[[ Document segment, beginning ]]

**Brandon Malone (at 10:15): MaxSAT-based Cutting Planes for Learning Graphical Models **

**Abstract:** A way of implementing domain-specific cutting planes in branch-and-cut based Mixed-Integer Programming (MIP) solvers is through solving so-called sub-IPs, solutions of which correspond to the actual cuts. We consider the suitability of using Maximum satisfiability solvers instead of MIP for solving sub-IPs. As a case study, we focus on the problem of learning optimal graphical models, namely, Bayesian and chordal Markov network structures.

**About the presenter:** Brandon Malone is a postdoctoral researcher at the Max Planck Institute for Biology of Ageing. Much of his research has addressed improving the scalability of exact Bayesian network structure learning using admissible heuristic search. He has also worked with interdisciplinary groups to investigate biological problems, such as processes related to ageing, using probabilistic models. He received his PhD from Mississippi State University in 2012.

[[ Document segment, end ]]

- **Exercise set**
1: In the talk listing, which institute does Brandon Malone work at as a postdoctoral researcher?
2: Continue the talk listing on MaxSAT-based cutting planes from where it stops.

[[ Data supplied, beginning ]]

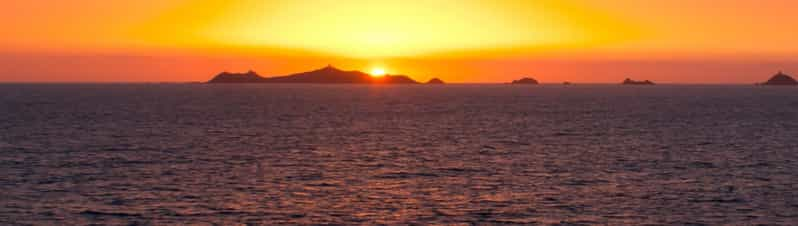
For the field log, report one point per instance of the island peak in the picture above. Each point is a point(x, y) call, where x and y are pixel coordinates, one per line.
point(525, 81)
point(436, 81)
point(781, 79)
point(325, 75)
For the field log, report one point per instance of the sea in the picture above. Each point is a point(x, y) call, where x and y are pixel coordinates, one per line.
point(281, 154)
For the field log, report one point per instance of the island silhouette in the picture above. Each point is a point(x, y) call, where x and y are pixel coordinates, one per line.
point(781, 79)
point(525, 81)
point(326, 75)
point(629, 81)
point(435, 81)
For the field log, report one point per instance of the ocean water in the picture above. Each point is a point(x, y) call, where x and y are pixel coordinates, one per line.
point(141, 154)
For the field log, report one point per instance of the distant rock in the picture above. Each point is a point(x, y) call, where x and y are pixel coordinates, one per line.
point(525, 81)
point(781, 79)
point(435, 81)
point(227, 77)
point(326, 75)
point(633, 82)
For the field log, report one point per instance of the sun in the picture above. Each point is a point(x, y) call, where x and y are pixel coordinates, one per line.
point(378, 72)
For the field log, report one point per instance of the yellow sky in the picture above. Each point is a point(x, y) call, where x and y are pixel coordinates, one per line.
point(407, 36)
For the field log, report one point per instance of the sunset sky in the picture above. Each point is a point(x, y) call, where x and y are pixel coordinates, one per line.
point(595, 41)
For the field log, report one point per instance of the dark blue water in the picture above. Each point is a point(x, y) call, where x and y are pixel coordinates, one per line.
point(341, 154)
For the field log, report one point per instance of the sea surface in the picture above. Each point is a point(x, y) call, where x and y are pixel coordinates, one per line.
point(165, 154)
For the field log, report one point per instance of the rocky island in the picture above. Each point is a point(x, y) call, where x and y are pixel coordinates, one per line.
point(633, 82)
point(435, 81)
point(781, 79)
point(326, 75)
point(525, 81)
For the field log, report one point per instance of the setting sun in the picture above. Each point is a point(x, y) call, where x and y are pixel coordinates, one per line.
point(377, 72)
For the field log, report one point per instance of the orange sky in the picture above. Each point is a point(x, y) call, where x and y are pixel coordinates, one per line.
point(680, 41)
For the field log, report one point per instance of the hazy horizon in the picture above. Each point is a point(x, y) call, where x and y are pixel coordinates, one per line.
point(474, 41)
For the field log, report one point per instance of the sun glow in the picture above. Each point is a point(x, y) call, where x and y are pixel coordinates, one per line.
point(378, 72)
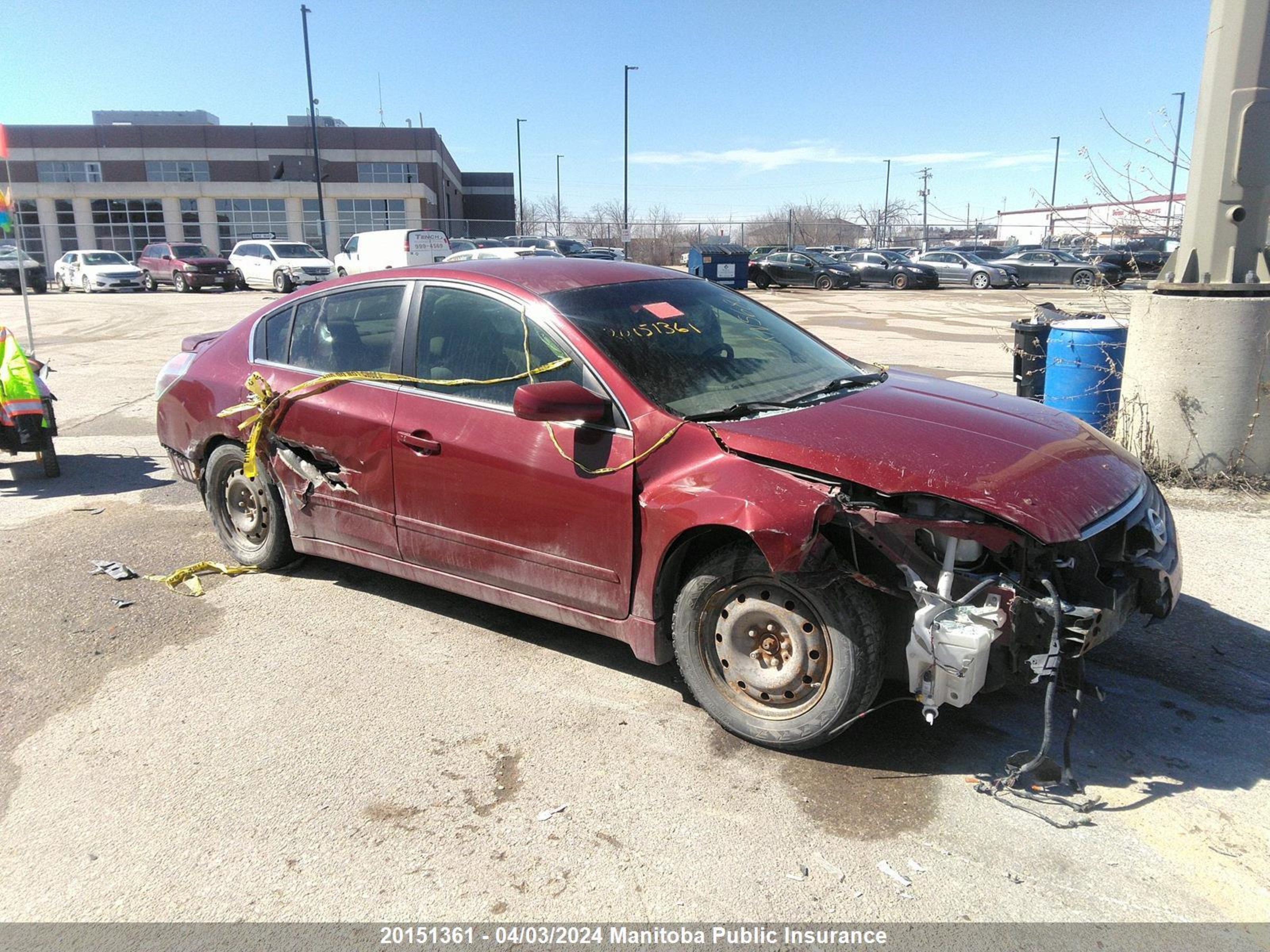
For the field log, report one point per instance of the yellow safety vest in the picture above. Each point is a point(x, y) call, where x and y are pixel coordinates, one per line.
point(19, 394)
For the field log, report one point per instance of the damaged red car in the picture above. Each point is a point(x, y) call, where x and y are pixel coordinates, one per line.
point(652, 457)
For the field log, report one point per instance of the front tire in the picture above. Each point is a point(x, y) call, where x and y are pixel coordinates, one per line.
point(773, 662)
point(247, 513)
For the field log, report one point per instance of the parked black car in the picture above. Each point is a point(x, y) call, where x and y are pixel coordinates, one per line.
point(1054, 267)
point(802, 270)
point(37, 281)
point(887, 267)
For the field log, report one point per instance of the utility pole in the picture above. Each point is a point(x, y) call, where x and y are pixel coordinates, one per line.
point(1053, 187)
point(924, 194)
point(886, 210)
point(313, 127)
point(520, 181)
point(627, 157)
point(1203, 330)
point(1178, 145)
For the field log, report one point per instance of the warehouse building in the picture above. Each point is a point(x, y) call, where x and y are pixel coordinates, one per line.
point(133, 178)
point(1105, 221)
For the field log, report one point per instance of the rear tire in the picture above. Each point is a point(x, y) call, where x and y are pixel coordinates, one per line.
point(247, 514)
point(812, 655)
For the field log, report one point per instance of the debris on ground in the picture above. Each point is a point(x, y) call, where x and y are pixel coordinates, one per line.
point(895, 874)
point(116, 570)
point(830, 868)
point(189, 576)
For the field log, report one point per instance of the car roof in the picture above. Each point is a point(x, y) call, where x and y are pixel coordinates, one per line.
point(541, 276)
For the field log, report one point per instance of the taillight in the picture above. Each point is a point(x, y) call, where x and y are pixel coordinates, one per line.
point(173, 371)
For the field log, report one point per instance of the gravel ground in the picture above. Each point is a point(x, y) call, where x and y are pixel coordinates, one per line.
point(331, 744)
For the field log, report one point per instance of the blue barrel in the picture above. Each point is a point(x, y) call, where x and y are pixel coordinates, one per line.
point(1084, 365)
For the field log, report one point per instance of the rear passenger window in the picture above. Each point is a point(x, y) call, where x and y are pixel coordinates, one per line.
point(352, 330)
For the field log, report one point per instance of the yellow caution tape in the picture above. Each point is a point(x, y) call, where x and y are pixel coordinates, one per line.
point(187, 577)
point(266, 403)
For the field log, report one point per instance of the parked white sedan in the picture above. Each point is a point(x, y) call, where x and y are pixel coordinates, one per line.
point(96, 271)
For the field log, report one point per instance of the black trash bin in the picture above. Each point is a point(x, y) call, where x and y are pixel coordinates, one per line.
point(1032, 342)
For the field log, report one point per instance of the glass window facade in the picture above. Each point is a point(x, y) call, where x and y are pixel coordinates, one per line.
point(27, 229)
point(67, 233)
point(388, 172)
point(238, 219)
point(69, 172)
point(370, 215)
point(127, 225)
point(190, 229)
point(177, 172)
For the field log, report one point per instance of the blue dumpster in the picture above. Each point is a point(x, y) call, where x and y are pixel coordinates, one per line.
point(724, 265)
point(1084, 363)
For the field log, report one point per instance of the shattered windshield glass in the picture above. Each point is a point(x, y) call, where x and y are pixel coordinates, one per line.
point(697, 348)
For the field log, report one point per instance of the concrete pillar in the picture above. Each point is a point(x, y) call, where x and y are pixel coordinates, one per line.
point(1197, 381)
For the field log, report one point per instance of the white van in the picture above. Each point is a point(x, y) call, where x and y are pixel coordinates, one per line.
point(399, 248)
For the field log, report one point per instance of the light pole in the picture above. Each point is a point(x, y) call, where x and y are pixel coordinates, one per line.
point(627, 153)
point(886, 209)
point(559, 228)
point(313, 127)
point(1178, 145)
point(520, 181)
point(1053, 187)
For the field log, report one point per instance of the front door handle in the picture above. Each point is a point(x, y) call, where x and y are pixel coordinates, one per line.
point(419, 442)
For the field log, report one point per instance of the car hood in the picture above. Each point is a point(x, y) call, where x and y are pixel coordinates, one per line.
point(1027, 464)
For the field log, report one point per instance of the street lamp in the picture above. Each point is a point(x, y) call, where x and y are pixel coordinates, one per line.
point(313, 126)
point(1178, 145)
point(627, 153)
point(1053, 188)
point(520, 181)
point(886, 206)
point(559, 226)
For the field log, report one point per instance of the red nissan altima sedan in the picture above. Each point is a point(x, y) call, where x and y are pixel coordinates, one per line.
point(648, 456)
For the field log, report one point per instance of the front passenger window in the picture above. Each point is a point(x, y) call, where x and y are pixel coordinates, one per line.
point(465, 336)
point(352, 330)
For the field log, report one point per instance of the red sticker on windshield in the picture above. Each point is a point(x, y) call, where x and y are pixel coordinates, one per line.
point(664, 311)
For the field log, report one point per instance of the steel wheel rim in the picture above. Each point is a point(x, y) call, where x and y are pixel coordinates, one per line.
point(766, 649)
point(247, 508)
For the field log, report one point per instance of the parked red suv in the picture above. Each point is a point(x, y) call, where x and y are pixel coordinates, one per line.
point(185, 266)
point(653, 457)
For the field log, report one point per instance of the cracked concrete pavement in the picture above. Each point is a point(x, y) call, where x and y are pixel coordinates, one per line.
point(324, 743)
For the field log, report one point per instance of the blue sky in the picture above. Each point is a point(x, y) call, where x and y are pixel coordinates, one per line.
point(737, 107)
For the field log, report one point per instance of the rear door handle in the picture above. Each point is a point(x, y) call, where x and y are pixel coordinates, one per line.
point(419, 442)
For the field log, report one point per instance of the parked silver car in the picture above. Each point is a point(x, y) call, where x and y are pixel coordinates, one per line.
point(968, 268)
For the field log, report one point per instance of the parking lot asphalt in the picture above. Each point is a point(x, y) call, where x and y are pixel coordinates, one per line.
point(325, 743)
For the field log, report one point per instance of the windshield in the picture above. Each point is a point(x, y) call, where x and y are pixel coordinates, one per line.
point(192, 252)
point(298, 251)
point(695, 348)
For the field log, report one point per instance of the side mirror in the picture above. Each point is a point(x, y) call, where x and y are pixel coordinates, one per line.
point(558, 401)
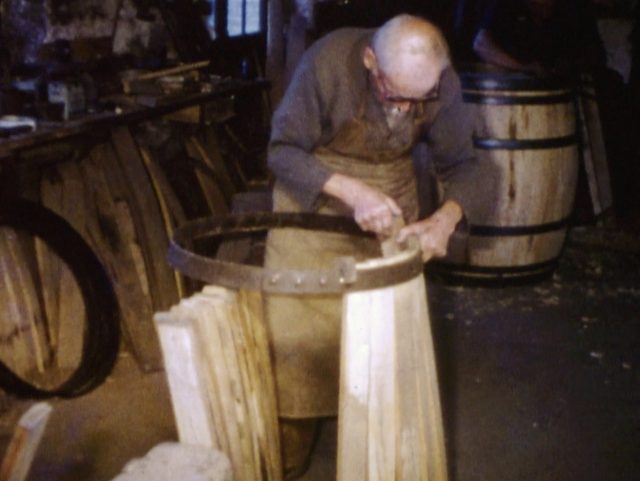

[[ Data supplied, end ]]

- **Answers to this exercise**
1: The Max Planck Institute for Biology of Ageing.

2:
**James Cussens (roughly at 10:45): Integer programming for the MAP problem in Markov random fields **

**Abstract:** It is well-known that the NP-hard problem of finding the most probable joint instantiation of variables in a Markov random field (MRF MAP) can be encoded as an integer program. By exploiting the structure of MRF MAP we can get better performance when solving MRF MAP using an IP solver such as CPLEX. In this talk I will show that MRF MAP is a special case of the "set partitioning problem (SPP)" and consider which known facts about SPP can help us with MRF MAP. In addition, I will examine how adding 'redundant' constraints expressing conditional independence relations in the MRF affect solver performance. Experimental results using CPLEX will be presented.

**About the presenter:** James Cussens gained his PhD in Philosophy (of probability) from King's College, London in 1991. He has been a lecturer at the University of York since 1997. He works on machine learning, probabilistic graphical models and the application of mathematical programming to those two areas.